Point-labeling records:
'''

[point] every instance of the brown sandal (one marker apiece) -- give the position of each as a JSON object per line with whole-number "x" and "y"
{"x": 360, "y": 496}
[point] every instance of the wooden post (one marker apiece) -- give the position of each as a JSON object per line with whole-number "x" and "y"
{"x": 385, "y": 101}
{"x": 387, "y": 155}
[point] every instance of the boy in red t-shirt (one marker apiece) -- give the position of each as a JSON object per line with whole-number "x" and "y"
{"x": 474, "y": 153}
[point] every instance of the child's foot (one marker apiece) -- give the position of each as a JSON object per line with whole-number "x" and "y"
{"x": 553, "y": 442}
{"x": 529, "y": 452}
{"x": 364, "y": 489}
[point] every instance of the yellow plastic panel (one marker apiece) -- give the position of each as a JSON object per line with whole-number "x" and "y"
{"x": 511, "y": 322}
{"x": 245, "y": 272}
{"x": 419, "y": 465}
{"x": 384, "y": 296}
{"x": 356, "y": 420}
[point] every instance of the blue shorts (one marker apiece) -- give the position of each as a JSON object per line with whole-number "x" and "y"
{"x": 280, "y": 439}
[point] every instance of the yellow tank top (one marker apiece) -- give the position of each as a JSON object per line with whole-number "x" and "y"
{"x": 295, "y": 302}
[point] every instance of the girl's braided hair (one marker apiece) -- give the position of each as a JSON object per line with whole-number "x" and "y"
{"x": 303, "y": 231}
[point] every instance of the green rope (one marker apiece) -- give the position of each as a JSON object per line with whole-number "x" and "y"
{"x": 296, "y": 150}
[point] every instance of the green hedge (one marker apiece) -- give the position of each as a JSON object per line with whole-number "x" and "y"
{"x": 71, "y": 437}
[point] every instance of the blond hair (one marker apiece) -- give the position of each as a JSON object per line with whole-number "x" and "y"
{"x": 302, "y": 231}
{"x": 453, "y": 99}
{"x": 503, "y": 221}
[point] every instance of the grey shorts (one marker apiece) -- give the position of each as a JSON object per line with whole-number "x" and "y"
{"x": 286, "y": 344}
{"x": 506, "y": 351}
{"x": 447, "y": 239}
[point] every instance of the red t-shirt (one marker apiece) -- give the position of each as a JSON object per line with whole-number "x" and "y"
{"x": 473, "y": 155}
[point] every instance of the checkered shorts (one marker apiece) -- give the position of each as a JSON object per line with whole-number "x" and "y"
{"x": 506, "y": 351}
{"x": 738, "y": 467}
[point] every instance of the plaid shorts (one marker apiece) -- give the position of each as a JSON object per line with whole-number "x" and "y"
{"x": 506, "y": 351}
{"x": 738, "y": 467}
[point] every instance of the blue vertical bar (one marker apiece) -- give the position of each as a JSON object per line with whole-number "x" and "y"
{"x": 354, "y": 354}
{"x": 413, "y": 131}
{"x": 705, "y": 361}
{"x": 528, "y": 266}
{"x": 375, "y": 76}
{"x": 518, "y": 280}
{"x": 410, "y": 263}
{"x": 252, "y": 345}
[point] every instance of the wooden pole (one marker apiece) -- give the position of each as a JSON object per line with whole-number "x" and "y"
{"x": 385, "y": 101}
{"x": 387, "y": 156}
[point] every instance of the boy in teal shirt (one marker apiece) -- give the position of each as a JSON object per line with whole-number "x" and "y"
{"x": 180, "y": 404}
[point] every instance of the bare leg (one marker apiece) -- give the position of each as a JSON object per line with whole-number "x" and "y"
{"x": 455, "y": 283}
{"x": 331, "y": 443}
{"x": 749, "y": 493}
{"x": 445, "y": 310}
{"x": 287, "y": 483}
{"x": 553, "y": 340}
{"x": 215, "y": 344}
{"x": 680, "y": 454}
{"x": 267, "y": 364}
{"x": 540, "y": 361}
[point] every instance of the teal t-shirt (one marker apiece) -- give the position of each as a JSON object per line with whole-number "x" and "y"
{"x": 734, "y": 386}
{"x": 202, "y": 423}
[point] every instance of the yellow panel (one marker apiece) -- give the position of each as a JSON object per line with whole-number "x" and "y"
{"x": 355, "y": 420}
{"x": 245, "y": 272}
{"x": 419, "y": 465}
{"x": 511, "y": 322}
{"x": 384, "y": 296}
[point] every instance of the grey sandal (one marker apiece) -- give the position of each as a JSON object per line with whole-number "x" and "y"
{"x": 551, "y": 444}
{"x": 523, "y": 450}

'''

Arrange the records as a two-column CSV with the columns label_text and points, one row per record, starting with the line that contains "[point] every instance of the wooden pole" and continuing through the end of the records. Put each record's text in label_text and its answer in points, each as one quoted field with line breaks replaced by spaces.

label_text,points
"[point] every instance of the wooden pole (one marker apiece) -- give the position of each as a JSON object per line with whole-number ""x"" and ""y""","{""x"": 385, ""y"": 101} {""x"": 387, ""y"": 156}"
"[point] every instance of the boy in teal shirt (one marker apiece) -- give the position of each as a JSON object per line with whole-number ""x"" and ""y""","{""x"": 180, ""y"": 404}"
"[point] every instance of the bare leg (one marker apiece) -- give the position of each as a JSON object per line with whole-number ""x"" and ""y""","{""x"": 455, ""y"": 283} {""x"": 331, ""y"": 443} {""x"": 749, ""y"": 493} {""x"": 445, ""y"": 310} {""x"": 287, ""y"": 483} {""x"": 553, ""y"": 340} {""x"": 215, ""y"": 344} {""x"": 680, ""y"": 454} {""x"": 267, ""y"": 364} {""x"": 540, ""y"": 361}"
"[point] every instance of the teal t-shirt (one marker apiece) -- give the position of each as a JSON object per line with whole-number ""x"" and ""y""","{""x"": 734, ""y"": 386} {""x"": 202, ""y"": 423}"
"[point] every instance of the yellow panel (one marker apiece) -- give the position of each as a JSON object per line with whole-number ""x"" and ""y""","{""x"": 355, ""y"": 420} {""x"": 245, ""y"": 272} {""x"": 419, ""y"": 465} {""x"": 511, ""y"": 322} {""x"": 384, ""y"": 296}"
"[point] every instance of the grey sandal (one marker apiece) -- give the position of each as a JSON object per line with whole-number ""x"" and ""y""","{""x"": 551, ""y"": 444} {""x"": 523, ""y"": 450}"